◆ **PROBLEM DESCRIPTION**
Return nothing but the lines from the line containing "Query: turquoise sea water" through the last line of the records, reproduced exactly.

◆ **DATA LISTING**
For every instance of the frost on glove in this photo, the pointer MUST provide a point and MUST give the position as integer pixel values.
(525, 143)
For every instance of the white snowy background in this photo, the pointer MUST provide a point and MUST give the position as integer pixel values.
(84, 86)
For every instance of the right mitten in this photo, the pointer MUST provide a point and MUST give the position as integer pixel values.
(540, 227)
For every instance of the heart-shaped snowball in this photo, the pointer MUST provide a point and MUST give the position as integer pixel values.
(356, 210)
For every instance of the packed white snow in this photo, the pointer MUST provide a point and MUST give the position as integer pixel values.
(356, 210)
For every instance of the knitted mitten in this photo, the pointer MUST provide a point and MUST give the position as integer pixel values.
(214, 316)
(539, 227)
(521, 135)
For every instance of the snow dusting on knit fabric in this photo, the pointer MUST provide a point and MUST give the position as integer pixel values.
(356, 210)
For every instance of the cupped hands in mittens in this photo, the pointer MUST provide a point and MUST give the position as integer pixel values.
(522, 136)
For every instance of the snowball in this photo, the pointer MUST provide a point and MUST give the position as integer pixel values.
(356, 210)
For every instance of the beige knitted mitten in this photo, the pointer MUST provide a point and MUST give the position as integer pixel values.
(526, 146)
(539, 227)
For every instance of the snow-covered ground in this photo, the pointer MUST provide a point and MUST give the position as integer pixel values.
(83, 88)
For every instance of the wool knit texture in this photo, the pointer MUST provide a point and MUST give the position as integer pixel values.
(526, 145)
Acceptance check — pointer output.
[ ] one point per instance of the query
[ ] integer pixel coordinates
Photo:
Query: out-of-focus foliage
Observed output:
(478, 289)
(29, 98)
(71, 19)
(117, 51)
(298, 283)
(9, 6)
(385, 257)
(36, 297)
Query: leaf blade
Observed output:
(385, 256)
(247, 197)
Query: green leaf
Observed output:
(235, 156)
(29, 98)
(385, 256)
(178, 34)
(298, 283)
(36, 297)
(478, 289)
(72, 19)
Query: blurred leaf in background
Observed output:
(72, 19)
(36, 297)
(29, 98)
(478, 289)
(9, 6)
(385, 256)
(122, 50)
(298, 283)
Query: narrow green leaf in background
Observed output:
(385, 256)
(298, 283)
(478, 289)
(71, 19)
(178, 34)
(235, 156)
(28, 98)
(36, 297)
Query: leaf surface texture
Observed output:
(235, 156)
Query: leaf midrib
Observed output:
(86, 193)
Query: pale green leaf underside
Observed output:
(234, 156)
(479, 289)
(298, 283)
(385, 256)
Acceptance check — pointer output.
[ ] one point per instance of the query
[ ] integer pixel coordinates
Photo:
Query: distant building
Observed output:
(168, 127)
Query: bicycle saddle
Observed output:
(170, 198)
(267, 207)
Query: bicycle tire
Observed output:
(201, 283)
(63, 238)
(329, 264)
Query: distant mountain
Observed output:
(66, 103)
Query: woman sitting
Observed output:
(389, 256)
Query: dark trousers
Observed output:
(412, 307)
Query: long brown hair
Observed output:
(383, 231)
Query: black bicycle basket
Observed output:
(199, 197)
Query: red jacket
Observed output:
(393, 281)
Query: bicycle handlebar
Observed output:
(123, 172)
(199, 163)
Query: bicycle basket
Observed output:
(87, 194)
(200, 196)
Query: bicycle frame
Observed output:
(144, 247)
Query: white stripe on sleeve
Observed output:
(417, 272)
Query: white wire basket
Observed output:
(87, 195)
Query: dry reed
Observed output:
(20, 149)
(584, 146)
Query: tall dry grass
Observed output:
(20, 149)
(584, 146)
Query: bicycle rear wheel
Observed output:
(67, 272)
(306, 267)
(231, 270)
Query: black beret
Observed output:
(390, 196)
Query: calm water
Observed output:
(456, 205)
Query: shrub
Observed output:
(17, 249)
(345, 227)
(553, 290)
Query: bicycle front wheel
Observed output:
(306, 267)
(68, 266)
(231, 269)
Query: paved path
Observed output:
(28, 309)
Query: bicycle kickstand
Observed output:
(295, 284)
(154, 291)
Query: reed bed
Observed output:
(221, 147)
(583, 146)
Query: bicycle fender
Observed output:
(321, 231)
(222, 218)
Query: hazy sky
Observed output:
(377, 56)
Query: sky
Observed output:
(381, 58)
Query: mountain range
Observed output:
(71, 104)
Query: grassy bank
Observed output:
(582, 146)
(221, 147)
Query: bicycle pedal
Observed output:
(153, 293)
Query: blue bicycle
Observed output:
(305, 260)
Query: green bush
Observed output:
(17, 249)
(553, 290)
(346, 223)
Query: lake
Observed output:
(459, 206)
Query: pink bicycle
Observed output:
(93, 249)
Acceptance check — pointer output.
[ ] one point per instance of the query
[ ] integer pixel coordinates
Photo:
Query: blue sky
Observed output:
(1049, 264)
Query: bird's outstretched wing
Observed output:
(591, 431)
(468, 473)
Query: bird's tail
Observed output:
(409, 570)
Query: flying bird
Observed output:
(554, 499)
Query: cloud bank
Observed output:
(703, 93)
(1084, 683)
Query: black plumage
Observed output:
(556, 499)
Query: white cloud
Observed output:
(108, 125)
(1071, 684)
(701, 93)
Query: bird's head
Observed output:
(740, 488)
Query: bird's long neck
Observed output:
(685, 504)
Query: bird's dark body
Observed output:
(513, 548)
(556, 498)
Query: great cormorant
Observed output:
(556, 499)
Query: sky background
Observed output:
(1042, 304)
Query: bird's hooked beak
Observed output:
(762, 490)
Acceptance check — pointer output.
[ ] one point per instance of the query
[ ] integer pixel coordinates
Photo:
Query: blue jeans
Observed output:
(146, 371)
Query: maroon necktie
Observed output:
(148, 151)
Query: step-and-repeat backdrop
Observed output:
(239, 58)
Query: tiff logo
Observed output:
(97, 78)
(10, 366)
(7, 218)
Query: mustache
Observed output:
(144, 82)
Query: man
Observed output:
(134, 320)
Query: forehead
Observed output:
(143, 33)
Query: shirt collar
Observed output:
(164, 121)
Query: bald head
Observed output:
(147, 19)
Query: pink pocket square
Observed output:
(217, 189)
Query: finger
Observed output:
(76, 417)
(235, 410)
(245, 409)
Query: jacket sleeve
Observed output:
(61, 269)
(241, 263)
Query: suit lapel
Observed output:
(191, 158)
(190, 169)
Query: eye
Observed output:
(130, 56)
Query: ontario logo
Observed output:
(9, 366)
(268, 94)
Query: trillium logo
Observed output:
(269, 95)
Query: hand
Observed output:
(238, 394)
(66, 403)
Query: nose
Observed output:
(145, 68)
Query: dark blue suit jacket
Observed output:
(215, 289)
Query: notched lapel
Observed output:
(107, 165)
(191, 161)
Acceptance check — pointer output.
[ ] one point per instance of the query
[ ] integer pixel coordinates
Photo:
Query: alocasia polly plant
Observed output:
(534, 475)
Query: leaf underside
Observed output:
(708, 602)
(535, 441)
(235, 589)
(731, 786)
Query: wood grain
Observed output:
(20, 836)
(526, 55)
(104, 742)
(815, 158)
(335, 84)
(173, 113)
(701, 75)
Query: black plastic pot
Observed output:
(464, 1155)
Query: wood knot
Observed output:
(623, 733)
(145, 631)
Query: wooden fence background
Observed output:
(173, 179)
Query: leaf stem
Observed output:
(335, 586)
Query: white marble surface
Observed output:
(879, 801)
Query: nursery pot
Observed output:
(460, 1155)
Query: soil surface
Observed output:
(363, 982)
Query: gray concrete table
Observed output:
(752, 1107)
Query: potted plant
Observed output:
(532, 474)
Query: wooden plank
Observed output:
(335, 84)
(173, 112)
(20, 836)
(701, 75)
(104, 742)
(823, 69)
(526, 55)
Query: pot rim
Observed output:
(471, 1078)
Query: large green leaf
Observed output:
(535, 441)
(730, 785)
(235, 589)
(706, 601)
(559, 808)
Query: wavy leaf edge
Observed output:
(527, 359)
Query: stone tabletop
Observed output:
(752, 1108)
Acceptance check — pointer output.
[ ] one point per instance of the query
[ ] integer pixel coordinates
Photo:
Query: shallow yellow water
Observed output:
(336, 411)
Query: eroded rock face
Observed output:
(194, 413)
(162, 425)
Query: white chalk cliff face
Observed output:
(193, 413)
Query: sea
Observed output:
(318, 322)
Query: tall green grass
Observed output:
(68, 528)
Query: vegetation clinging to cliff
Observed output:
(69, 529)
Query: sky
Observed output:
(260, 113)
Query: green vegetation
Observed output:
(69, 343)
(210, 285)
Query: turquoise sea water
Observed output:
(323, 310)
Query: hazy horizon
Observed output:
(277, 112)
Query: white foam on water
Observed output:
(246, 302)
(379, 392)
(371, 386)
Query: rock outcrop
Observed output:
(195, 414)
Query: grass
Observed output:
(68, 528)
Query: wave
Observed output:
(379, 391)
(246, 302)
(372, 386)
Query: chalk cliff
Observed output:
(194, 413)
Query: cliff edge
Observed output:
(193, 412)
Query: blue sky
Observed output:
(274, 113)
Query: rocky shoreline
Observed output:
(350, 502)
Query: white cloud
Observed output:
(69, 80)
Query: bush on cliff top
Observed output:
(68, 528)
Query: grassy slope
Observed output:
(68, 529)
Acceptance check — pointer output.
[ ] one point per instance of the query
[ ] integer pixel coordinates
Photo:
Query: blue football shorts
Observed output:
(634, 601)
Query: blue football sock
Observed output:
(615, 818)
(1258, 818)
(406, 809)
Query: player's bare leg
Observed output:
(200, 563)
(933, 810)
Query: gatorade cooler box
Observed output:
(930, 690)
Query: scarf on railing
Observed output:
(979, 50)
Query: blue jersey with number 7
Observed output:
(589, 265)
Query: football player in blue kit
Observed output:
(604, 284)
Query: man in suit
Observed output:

◆ **PROBLEM SOLUTION**
Query: turquoise sea water
Observed output:
(323, 310)
Query: hazy horizon
Observed output:
(277, 112)
Query: white foam on water
Observed output:
(246, 302)
(379, 392)
(371, 386)
Query: rock outcrop
Observed output:
(195, 414)
Query: grass
Observed output:
(68, 528)
Query: wave
Observed output:
(379, 391)
(246, 302)
(372, 386)
Query: chalk cliff
Observed output:
(194, 413)
Query: cliff edge
Observed output:
(193, 412)
Query: blue sky
Observed output:
(274, 113)
Query: rocky shoreline
Observed output:
(350, 502)
Query: white cloud
Observed output:
(69, 80)
Query: bush on cliff top
Observed output:
(68, 528)
Query: grassy slope
Observed output:
(68, 529)
Acceptance check — pointer output.
[ ] one point per instance of the query
[ ] integer pixel coordinates
Photo:
Query: blue football shorts
Observed output:
(634, 601)
Query: blue football sock
Observed output:
(615, 818)
(1258, 818)
(406, 809)
Query: player's bare leg
Observed output:
(200, 563)
(933, 810)
Query: gatorade cooler box
Observed output:
(930, 690)
Query: scarf on railing
Observed output:
(979, 50)
Query: blue jersey with number 7
Observed output:
(589, 265)
Query: football player in blue kit
Observed output:
(604, 284)
Query: man in suit
Observed output:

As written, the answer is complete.